#### Data for this task

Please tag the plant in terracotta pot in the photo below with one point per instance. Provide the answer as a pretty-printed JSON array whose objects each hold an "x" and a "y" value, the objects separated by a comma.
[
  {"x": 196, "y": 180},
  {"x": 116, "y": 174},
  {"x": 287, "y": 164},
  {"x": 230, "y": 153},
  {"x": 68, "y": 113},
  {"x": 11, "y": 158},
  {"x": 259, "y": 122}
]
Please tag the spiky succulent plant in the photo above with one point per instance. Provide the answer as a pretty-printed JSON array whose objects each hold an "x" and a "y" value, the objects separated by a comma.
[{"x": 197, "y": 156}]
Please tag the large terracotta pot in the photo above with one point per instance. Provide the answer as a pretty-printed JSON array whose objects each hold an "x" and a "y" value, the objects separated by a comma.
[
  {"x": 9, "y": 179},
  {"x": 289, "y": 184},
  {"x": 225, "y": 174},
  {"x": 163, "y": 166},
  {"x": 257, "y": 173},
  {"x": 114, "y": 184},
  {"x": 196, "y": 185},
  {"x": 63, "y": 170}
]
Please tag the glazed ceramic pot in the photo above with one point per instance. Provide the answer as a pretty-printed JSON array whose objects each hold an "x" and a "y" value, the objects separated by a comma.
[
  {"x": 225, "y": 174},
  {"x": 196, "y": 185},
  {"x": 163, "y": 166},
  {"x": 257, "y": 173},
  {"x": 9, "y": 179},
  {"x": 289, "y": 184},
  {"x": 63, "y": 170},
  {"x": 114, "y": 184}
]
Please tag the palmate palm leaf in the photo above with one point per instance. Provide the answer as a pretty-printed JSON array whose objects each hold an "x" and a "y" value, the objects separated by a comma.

########

Your instructions » Reproduce the listing from the line containing "Please tag the glazed" down through its final line, requests included, shifting every coordinate in the answers by -136.

Written answer »
Please tag the glazed ceramic pot in the photo above with one point per instance. Provide the answer as a pretty-printed JSON array whose objects each hold an "x" and a "y" value, the objects separated by a comma.
[
  {"x": 89, "y": 38},
  {"x": 60, "y": 49},
  {"x": 27, "y": 30},
  {"x": 121, "y": 37},
  {"x": -127, "y": 43},
  {"x": 153, "y": 48},
  {"x": -73, "y": 34},
  {"x": -22, "y": 48}
]
Please tag the palmate palm leaf in the photo above with one point per instance. Provide the answer as a pretty-printed JSON array whose objects each hold an "x" and a "y" value, the objects separated by a comma.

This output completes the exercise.